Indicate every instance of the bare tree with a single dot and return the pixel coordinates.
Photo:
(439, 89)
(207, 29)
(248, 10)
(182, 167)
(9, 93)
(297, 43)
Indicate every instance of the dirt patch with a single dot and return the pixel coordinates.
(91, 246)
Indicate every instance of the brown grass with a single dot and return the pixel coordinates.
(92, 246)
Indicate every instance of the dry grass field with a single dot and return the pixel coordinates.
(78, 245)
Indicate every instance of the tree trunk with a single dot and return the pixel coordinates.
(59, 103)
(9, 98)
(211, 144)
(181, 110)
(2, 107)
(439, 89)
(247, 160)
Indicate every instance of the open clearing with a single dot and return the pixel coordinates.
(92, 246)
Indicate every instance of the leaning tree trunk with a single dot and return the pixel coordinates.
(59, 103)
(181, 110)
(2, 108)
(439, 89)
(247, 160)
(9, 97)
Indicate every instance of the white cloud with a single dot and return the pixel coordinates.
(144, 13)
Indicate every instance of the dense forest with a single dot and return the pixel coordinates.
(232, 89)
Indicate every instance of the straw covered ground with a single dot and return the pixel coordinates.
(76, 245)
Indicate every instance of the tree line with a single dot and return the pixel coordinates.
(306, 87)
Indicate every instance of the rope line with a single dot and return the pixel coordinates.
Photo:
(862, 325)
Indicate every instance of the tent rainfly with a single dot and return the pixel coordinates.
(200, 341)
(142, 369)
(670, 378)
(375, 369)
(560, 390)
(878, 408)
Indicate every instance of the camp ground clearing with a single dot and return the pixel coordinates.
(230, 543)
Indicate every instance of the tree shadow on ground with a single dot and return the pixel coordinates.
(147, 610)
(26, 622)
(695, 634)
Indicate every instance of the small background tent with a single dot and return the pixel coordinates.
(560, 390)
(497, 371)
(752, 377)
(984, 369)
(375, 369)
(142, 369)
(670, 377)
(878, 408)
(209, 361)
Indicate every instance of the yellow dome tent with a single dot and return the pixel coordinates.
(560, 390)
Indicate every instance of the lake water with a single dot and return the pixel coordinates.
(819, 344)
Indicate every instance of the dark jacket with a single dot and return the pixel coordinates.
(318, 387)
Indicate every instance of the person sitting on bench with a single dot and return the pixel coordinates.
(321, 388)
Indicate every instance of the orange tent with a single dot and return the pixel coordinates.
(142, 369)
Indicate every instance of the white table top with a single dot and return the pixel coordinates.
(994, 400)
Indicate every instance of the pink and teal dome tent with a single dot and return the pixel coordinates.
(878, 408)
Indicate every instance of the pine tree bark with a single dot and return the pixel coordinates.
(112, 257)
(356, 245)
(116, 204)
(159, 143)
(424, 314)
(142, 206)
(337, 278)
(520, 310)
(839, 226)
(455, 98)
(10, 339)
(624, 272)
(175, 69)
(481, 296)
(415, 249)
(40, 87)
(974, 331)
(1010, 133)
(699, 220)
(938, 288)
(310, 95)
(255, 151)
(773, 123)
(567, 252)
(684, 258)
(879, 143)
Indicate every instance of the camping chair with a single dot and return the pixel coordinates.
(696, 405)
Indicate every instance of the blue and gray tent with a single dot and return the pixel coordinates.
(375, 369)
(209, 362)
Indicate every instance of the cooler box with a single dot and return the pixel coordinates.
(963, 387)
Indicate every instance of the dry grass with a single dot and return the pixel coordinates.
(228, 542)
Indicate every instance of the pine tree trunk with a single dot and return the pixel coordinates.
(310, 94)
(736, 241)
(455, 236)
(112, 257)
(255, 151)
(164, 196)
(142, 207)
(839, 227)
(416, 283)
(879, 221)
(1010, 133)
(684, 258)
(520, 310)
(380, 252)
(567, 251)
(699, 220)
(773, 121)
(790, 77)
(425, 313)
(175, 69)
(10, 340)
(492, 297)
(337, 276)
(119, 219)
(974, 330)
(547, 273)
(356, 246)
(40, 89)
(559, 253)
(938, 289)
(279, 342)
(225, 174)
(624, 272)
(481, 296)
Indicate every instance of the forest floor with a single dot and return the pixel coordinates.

------------------------------

## Aim
Write out the entries above word for word.

## Completed exercise
Indicate every instance of the bare tree with a single dot and return the pixel coordinates.
Photo:
(439, 89)
(207, 29)
(248, 10)
(182, 167)
(9, 93)
(297, 43)
Indicate every instance of the dirt patch with a single dot and return the pixel coordinates.
(91, 246)
Indicate every instance of the brown grass with a single dot and return the pixel coordinates.
(92, 246)
Indicate every instance of the dry grass field with a single dot and return the pixel coordinates.
(78, 245)
Indicate every instance of the tree trunk with a single dot and return the pixel coordinates.
(59, 103)
(9, 98)
(211, 144)
(181, 110)
(2, 107)
(439, 89)
(247, 160)
Indicate every instance of the open clearing with a single dot and return the pixel coordinates.
(92, 246)
Indicate every instance of the leaning tree trunk with a single dot and return the pixel coordinates.
(59, 103)
(181, 110)
(2, 108)
(439, 89)
(247, 160)
(9, 97)
Indicate every instance of the white cloud with a single dot and return the pixel coordinates.
(144, 13)
Indicate every instance of the dense forest with a single dot and return the pixel coordinates.
(232, 89)
Indicate every instance of the straw covered ground with a single dot and return the pixel coordinates.
(76, 245)
Indicate every instance of the tree line with a single dot and return the pixel coordinates.
(306, 87)
Indicate every instance of the rope line with a single dot and return the pixel coordinates.
Photo:
(862, 325)
Indicate every instance of the tent rainfly with a single dot and return the pixel coordinates.
(200, 341)
(142, 369)
(670, 378)
(375, 369)
(560, 390)
(878, 408)
Indicate every instance of the camp ground clearing with a single dot and return the pixel coordinates.
(230, 543)
Indicate every instance of the tree shadow on ground with a single dot and return the pixel coordinates.
(147, 610)
(26, 622)
(695, 634)
Indicate every instance of the small background tent with a single dot and return the pixel coordinates.
(560, 390)
(497, 371)
(752, 377)
(984, 369)
(375, 369)
(142, 369)
(670, 377)
(878, 408)
(209, 361)
Indicate every instance of the yellow dome tent with a single dot and return the pixel coordinates.
(560, 390)
Indicate every instance of the lake water with a single dot and return the pixel coordinates.
(819, 344)
Indicate every instance of the dark jacket with a single dot and return the pixel coordinates.
(318, 387)
Indicate every instance of the person sitting on bench with a single dot and return the pixel coordinates.
(321, 388)
Indicate every instance of the orange tent with a single dot and return the pixel coordinates.
(142, 369)
Indicate every instance of the white table top with a single dot and return the pixel coordinates.
(994, 400)
Indicate every instance of the pink and teal dome tent with a single dot and return the pixel coordinates.
(878, 408)
Indicate every instance of the pine tree bark with a single dot and return the pixel coordinates.
(112, 257)
(356, 245)
(116, 204)
(159, 143)
(424, 314)
(142, 206)
(337, 278)
(520, 310)
(839, 226)
(455, 98)
(10, 339)
(624, 272)
(175, 69)
(481, 296)
(415, 249)
(40, 87)
(974, 331)
(1010, 133)
(699, 220)
(938, 288)
(310, 95)
(255, 151)
(773, 123)
(567, 252)
(684, 258)
(879, 143)
Indicate every instance of the camping chair with a single dot and return the pixel coordinates.
(696, 405)
Indicate every instance of the blue and gray tent with a single dot and return the pixel coordinates.
(375, 369)
(209, 362)
Indicate every instance of the cooler box with a single dot and return the pixel coordinates.
(963, 387)
Indicate every instance of the dry grass with a single dot and return the pixel coordinates.
(228, 542)
Indicate every instance of the pine tree trunk with a single dot and return the pixel coordinates.
(310, 94)
(736, 241)
(455, 236)
(112, 257)
(255, 151)
(164, 196)
(142, 207)
(839, 227)
(416, 283)
(879, 221)
(1010, 133)
(684, 258)
(520, 310)
(380, 252)
(567, 251)
(699, 220)
(773, 121)
(790, 77)
(425, 313)
(175, 69)
(10, 340)
(492, 297)
(337, 276)
(119, 219)
(974, 330)
(547, 273)
(356, 246)
(40, 89)
(559, 253)
(938, 289)
(279, 342)
(225, 174)
(624, 272)
(481, 296)
Indicate every instance of the forest floor with a single dot and return the pixel coordinates.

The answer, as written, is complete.